■ PROBLEM
Please pull out every line of the items below that contains the word "person", and copy each of those lines in full.

■ GIVEN DATA
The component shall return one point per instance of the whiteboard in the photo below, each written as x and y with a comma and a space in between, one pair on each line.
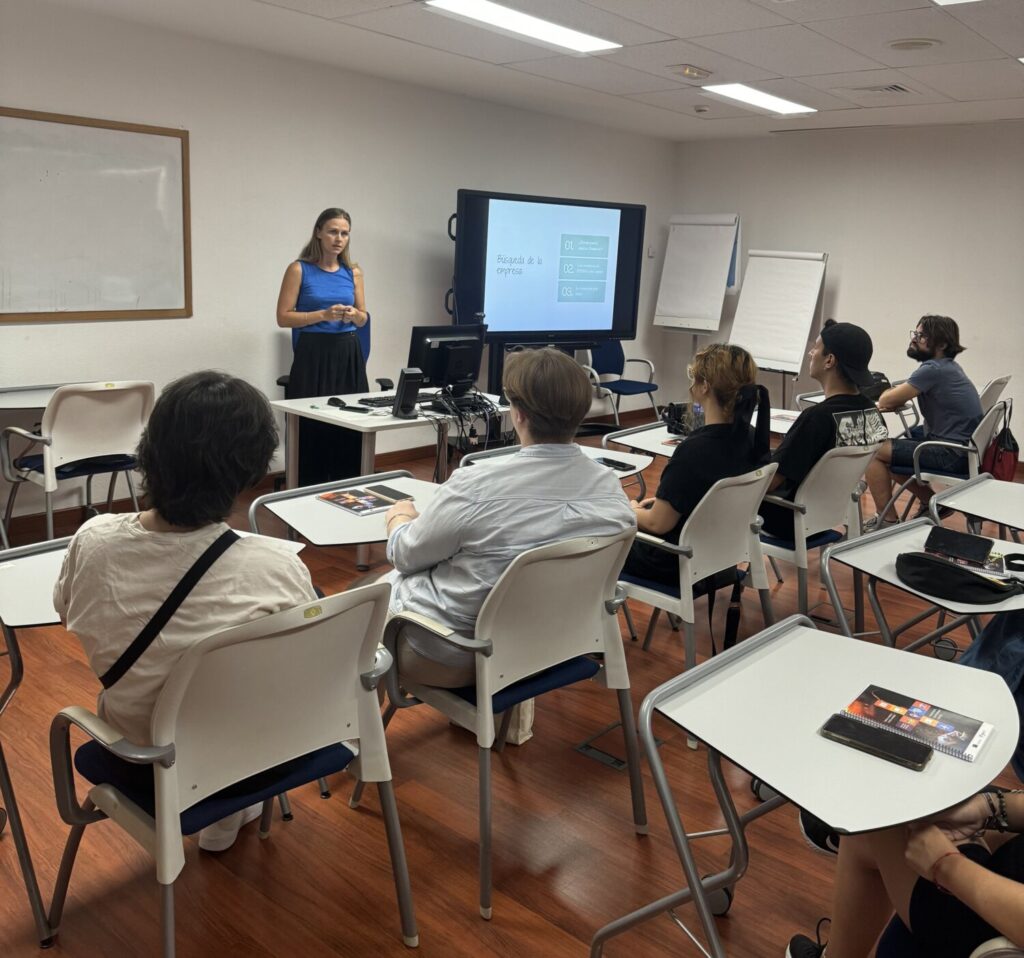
700, 265
777, 307
93, 219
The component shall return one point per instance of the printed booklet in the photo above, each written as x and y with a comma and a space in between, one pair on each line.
944, 731
366, 502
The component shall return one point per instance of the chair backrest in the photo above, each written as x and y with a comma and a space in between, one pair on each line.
607, 358
826, 490
548, 606
719, 528
260, 694
984, 433
991, 392
95, 419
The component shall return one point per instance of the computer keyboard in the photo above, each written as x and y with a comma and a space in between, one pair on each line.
388, 399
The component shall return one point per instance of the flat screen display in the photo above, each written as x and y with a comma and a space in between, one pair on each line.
547, 269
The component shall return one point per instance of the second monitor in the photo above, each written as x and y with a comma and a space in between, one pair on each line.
449, 356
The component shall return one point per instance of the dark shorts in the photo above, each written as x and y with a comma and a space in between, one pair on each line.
935, 459
944, 925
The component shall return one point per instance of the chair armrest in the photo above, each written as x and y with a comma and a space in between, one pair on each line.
110, 738
941, 444
646, 362
686, 551
6, 463
383, 661
785, 504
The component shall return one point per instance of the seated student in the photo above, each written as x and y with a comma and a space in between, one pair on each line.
723, 381
839, 361
948, 402
954, 880
448, 559
210, 437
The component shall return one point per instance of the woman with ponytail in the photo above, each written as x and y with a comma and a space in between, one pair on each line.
723, 381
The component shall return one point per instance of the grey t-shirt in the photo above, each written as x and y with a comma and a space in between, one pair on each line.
948, 400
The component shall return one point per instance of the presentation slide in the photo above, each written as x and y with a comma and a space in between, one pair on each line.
550, 266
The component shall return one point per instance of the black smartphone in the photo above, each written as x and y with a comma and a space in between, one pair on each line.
614, 464
902, 751
388, 492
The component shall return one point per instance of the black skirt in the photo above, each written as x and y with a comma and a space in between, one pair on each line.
327, 364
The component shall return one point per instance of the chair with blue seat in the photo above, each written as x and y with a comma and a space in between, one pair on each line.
548, 622
720, 534
87, 429
607, 364
973, 450
828, 496
219, 744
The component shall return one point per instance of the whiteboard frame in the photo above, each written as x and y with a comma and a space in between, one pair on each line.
104, 314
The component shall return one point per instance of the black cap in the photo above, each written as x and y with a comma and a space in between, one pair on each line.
852, 348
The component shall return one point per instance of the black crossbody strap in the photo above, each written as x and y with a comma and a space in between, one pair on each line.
154, 627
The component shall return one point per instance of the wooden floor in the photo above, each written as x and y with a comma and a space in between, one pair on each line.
566, 860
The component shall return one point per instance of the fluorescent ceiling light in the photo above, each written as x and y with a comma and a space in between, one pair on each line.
745, 94
522, 25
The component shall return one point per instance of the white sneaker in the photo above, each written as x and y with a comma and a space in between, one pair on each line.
220, 835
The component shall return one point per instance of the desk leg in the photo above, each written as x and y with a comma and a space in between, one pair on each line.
291, 450
368, 456
43, 930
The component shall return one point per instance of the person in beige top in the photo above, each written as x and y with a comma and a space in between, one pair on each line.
210, 437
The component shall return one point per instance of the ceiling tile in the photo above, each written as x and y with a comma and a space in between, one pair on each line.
419, 24
581, 15
865, 88
685, 101
658, 57
1001, 22
803, 10
595, 73
871, 35
788, 51
988, 80
693, 17
333, 9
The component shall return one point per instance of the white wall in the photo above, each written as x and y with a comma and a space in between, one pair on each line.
914, 221
274, 140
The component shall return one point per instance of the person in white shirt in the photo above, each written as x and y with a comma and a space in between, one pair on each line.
448, 559
210, 437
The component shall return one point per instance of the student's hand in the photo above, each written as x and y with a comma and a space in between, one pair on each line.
926, 844
964, 821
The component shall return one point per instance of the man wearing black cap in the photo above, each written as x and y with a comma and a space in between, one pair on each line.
948, 402
839, 361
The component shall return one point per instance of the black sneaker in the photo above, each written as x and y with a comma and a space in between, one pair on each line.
817, 834
802, 947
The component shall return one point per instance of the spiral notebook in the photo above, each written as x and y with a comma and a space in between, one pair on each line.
944, 731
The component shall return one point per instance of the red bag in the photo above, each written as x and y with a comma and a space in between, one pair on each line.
1001, 455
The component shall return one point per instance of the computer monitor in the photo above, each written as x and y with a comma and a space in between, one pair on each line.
449, 356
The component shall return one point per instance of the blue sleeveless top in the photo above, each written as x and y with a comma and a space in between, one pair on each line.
321, 290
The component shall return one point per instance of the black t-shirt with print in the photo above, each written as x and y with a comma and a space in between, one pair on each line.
839, 421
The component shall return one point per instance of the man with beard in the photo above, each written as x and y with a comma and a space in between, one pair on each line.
948, 403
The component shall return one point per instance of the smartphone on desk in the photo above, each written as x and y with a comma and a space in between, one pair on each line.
617, 465
878, 742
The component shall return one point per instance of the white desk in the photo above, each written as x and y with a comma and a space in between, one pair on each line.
654, 438
325, 524
1001, 503
379, 420
755, 706
875, 556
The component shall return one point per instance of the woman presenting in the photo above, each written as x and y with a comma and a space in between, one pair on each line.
322, 302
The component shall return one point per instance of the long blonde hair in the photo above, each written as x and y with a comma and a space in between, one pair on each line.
312, 252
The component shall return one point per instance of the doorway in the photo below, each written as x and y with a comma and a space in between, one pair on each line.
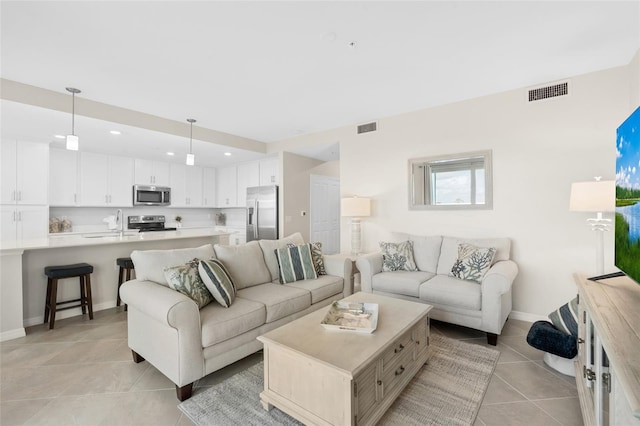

■ EXERCISE ANSWER
The component shall return one point per instance of the person in beige top in the photo above, each written as x and y with a comma and a space in between, one pair on each line.
The component shall return one point per instance of the person in white shirt in the photo above, each written as x and y with a comma and a space in between, one pair on each line.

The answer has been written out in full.